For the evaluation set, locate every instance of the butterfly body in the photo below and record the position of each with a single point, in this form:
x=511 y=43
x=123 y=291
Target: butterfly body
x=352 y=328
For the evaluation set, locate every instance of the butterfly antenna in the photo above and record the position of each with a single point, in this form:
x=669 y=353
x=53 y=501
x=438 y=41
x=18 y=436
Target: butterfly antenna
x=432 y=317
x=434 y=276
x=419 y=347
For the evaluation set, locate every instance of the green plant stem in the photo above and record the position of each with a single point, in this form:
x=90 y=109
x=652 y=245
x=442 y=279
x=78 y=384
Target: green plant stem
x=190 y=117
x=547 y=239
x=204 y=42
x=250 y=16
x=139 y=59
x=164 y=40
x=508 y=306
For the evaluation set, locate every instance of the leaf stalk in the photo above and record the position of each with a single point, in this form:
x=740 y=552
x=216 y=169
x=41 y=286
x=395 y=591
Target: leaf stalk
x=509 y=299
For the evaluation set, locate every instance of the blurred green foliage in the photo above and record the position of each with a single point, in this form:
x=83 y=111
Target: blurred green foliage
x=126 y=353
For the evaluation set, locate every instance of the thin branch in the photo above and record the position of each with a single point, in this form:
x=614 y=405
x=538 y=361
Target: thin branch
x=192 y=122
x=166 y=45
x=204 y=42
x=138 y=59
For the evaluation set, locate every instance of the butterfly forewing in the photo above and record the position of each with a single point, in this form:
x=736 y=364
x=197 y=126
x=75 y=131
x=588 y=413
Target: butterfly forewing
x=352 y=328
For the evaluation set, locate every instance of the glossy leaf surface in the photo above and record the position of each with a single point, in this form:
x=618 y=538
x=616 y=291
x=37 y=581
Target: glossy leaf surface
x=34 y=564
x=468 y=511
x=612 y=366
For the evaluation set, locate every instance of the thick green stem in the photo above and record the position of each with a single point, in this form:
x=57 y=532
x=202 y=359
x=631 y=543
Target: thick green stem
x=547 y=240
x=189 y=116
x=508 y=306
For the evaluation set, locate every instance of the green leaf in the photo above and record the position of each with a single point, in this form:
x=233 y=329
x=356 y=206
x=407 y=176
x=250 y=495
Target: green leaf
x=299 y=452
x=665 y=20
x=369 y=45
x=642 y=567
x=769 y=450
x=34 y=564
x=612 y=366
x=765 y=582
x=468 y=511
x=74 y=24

Your goal = Shift every answer coordinate, both x and y, up by 55 while rewriting the records from the line that contains "For the evaluation set, locate every instance of the thick" through the end, requests included. Leave the numbers inside the requests as they are.

Task output =
For the evaluation set, locate every instance of the thick green stem in the photo above and record the position of each with a single point, in this form:
x=57 y=532
x=202 y=359
x=631 y=543
Target: thick green stem
x=602 y=295
x=244 y=171
x=563 y=361
For the evaluation set, locate every instance of the green leaf in the photo above and record the position of each with a single point, in this form:
x=233 y=329
x=356 y=206
x=407 y=176
x=250 y=495
Target: green leaf
x=354 y=507
x=720 y=75
x=424 y=100
x=697 y=622
x=824 y=505
x=89 y=619
x=667 y=421
x=820 y=637
x=523 y=566
x=129 y=79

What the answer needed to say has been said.